### Perintah Tugas:
Ketik ulang bagian bacaan tentang SDGs dan peran pemuda di bawah ini, dari "Ajari adik dan" sampai "masyarakat sekitar kita.", tanpa mengubah satu huruf atau tanda baca pun.

### Bacaan yang Disediakan:
-----

Sebenarnya Suistainable Development Goals (SDGs) masih belum belum banyak yang mengerti. Termasuk saya juga demikian. Setelah membaca literasi yang ada, saya mengambil kesimpulan bahwa itu adalah sebuah proyek besar PBB yang berkelanjutan untuk pembangunan kemaslahatan manusia. Saya tersenyum tak habis pikir, karena saya merasa ini sudah tak asing lagi di Negara kita. Mulai dari jaman Presiden Soeharto hingga kini, kita sudah mengenal banyak “embel-embel” program pembangunan. Jadi, secara definisi sama, namun terlihat susah karena tidak memakai bahasa kita. Tahu kan maksud saya ?. Jika masih belum paham, sana minta ajarin mahasiswa !.
Suistainable Development Goals harusnya jadi prioritas bangsa kita. Proyek ini bukan proyek yang bisa dikerjakan oleh Bandung Bondowoso. Dengan mengucap “Abra Kadabra, Wuss” Semuanya bisa lancar terkendali. Proyek ini butuh perhatian seluruh elemen bangsa. Gak mungkin bisa mengerjakan hal besar tanpa ada proses dan kerjasama yang nyata. Ya, itu maksud saya. Semua elemen, dan ada pemuda didalamnya. Siapa sih yang gak tahu kekuatan seorang pemuda ? Apalagi pada 2045 ini diperkirakan total dari penduduk Indonesia terdapat sekitar 70 % dalam usia produktif atau bisa dikata masih usia muda (15-40 tahun). Presiden Soekarno saja pernah berkata demikian :
“Beri aku 1.000 orang tua, niscaya akan kucabut semeru dari akarnya. Beri aku 10 pemuda, niscaya akan kuguncangkan dunia”
Dari pernyataan bapak Soekarno tersebut, sudah tak diragukan lagi bahwa pemuda memliki peran utama dalam regenerasi pembangunan bangsa, khususnya mahasiswa. Mahasiswa bisa dibilang pemuda yang beruntung bisa menempuh pendidikan di tingkat perguruan tinggi. Untuk itu perlukah kita bersyukur dan berbangga saja teman ?. Tentu saja tidak. Superhero saja tidak pernah berbangga atas kekuatannya, kita pun seharusnya juga sama, karena kita ibarat superhero tanpa “pegang senjata”. Dalam perspektif saya, banyak hal yang bisa dilakukan mahasiswa. Dari hal yang paling sederhana maupun yang bisa dibilang kompleks. Mulai dari yang kita bisa dan sederhana tak masalah. Apalagi tindakan itu dimulai dari kesadaran masing-masing individu. Kontribusi inilah yang bisa mendukung pembangunan masyarakat dunia, khususnya pembangunan Bangsa kita.
Ajari adik dan tetanggamu dengan ilmu yang sudah kau pelajari
Tentunya kita sebagai pelajar, pasti kita pernah menerima semacam bentuk kepedulian dari orang disekitar kita. Mulai dari kakak, adik, bahkan tetangga. Hal tersebut berdasarkan pengalaman saya pribadi dan saya yakin anda juga merasakan hal yang sama. Untuk itu sudah saatnya untuk memberi perhatian pada mereka. Jika dalam Hukum Newton terdapat istilah aksi sama dengan reaksi, maka bentuk reaksi tersebut haruslah dilakukan sesuai dengan apa yang dibutuhkan masyarakat dan sesuai kemampuan kita. Apa contohnya ?. Salah satunya adalah membagikan apa yang kita ketahui kepada masyarakat sekitar kita.

-----

### Informasi yang Diberikan:

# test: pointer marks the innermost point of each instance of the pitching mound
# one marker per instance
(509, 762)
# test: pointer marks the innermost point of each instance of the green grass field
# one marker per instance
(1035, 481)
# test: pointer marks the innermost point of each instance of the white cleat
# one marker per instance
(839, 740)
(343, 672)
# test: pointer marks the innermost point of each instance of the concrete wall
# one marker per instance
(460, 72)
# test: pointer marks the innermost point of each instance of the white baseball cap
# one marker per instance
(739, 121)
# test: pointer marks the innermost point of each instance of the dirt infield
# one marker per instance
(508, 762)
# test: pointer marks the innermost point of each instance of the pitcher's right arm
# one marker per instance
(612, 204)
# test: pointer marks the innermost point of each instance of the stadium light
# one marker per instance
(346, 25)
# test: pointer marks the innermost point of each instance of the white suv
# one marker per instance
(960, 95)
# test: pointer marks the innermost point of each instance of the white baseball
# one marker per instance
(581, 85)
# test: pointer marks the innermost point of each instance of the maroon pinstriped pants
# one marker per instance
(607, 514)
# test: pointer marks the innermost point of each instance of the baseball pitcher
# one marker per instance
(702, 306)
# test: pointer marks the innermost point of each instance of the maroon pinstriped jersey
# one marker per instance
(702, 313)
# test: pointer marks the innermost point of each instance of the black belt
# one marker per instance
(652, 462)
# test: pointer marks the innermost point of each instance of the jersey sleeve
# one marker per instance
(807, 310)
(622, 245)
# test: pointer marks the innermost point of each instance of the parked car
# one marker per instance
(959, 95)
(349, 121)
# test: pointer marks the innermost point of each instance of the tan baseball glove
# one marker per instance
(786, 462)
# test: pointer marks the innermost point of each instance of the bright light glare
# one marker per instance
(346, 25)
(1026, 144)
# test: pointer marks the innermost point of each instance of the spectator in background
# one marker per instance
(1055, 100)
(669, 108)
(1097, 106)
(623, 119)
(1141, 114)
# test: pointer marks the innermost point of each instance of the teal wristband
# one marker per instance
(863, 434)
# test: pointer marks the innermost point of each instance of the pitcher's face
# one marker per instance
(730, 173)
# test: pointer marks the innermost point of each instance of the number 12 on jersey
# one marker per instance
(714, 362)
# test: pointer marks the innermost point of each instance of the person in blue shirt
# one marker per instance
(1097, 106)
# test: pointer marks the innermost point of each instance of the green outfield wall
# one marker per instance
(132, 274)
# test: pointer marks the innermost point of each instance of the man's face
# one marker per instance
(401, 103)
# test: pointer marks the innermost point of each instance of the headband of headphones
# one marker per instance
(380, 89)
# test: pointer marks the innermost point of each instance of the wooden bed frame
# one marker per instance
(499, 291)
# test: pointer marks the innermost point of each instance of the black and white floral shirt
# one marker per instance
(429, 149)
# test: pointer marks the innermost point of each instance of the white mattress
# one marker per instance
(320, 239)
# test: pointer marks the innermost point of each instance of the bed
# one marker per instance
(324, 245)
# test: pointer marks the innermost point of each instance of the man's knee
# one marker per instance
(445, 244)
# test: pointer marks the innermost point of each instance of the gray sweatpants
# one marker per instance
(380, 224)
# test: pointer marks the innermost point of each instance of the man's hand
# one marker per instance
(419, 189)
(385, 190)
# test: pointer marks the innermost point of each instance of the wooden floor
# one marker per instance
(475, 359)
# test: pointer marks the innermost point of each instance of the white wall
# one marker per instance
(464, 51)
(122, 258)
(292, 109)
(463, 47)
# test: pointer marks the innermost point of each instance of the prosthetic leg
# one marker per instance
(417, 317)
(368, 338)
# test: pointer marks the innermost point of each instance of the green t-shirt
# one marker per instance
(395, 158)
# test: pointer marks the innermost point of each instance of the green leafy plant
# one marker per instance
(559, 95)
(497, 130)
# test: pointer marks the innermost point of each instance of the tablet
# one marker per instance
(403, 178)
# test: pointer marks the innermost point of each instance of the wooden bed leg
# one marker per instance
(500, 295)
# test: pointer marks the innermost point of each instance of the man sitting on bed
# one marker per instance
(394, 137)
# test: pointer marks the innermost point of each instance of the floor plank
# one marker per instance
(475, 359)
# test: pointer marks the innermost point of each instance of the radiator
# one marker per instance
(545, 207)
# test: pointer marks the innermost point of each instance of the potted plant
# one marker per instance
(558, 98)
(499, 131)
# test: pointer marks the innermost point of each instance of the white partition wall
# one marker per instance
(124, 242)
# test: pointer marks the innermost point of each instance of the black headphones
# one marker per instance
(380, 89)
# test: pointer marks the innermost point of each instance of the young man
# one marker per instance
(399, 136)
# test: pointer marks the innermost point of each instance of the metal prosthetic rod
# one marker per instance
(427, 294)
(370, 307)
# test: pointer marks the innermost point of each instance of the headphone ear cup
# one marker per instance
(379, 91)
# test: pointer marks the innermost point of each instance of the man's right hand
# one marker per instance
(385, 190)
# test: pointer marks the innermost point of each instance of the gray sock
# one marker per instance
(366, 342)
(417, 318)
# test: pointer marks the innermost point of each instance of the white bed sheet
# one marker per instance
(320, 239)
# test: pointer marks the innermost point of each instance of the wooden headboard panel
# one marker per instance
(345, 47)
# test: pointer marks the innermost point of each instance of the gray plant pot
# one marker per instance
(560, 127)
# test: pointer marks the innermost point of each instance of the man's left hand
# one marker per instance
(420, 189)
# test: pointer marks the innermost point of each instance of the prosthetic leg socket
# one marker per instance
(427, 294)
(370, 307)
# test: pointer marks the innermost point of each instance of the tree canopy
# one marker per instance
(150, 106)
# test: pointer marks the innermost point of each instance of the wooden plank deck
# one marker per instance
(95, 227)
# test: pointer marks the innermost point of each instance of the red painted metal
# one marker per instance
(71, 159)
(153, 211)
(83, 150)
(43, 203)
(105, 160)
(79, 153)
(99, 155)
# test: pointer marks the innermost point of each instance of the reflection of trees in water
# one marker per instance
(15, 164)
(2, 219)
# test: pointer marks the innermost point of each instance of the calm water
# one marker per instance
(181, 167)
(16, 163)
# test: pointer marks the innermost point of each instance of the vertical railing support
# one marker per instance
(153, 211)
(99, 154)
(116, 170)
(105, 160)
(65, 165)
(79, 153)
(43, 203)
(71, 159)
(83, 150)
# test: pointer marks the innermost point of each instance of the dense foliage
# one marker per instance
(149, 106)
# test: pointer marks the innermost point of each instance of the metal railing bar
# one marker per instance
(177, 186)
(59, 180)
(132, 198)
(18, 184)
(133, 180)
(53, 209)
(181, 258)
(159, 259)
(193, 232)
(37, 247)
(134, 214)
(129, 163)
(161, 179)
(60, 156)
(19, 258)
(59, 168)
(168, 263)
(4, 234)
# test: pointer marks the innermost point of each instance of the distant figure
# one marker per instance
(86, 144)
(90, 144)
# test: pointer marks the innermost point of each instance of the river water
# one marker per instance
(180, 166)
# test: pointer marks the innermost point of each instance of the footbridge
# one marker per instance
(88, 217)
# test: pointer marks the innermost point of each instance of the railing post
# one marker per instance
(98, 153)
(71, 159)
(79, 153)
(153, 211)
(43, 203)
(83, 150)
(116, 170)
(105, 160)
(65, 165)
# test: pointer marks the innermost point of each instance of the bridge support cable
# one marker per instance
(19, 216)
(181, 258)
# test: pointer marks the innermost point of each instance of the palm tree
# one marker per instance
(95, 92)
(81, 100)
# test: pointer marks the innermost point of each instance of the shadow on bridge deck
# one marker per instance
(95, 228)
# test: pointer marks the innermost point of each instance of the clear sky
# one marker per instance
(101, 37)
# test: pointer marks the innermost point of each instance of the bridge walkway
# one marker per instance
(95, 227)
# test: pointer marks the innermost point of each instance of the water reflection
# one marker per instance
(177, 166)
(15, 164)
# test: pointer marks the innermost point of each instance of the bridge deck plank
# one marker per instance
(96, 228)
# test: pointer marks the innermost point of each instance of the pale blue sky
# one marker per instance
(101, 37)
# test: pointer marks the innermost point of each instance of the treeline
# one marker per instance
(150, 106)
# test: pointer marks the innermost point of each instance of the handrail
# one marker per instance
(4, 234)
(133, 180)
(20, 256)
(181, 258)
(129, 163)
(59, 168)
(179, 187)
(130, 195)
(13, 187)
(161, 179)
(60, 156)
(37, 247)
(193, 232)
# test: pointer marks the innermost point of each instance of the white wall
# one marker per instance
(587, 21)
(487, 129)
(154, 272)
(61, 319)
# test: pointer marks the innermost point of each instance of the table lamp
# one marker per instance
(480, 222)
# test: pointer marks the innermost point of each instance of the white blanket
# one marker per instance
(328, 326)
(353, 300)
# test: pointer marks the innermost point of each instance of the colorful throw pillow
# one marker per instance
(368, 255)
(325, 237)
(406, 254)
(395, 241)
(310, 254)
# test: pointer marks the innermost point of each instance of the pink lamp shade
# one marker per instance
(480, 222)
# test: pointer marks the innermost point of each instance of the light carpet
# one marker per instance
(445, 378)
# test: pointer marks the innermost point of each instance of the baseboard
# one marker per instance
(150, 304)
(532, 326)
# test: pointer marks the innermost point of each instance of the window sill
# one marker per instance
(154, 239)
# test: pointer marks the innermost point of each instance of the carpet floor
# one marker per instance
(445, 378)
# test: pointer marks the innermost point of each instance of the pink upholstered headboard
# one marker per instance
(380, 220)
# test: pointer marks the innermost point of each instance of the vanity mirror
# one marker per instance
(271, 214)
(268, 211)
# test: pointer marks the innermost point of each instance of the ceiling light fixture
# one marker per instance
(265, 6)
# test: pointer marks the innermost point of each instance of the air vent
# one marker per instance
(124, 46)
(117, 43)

-----

### Hasil Latihan:
Ajari adik dan tetanggamu dengan ilmu yang sudah kau pelajari
Tentunya kita sebagai pelajar, pasti kita pernah menerima semacam bentuk kepedulian dari orang disekitar kita. Mulai dari kakak, adik, bahkan tetangga. Hal tersebut berdasarkan pengalaman saya pribadi dan saya yakin anda juga merasakan hal yang sama. Untuk itu sudah saatnya untuk memberi perhatian pada mereka. Jika dalam Hukum Newton terdapat istilah aksi sama dengan reaksi, maka bentuk reaksi tersebut haruslah dilakukan sesuai dengan apa yang dibutuhkan masyarakat dan sesuai kemampuan kita. Apa contohnya ?. Salah satunya adalah membagikan apa yang kita ketahui kepada masyarakat sekitar kita.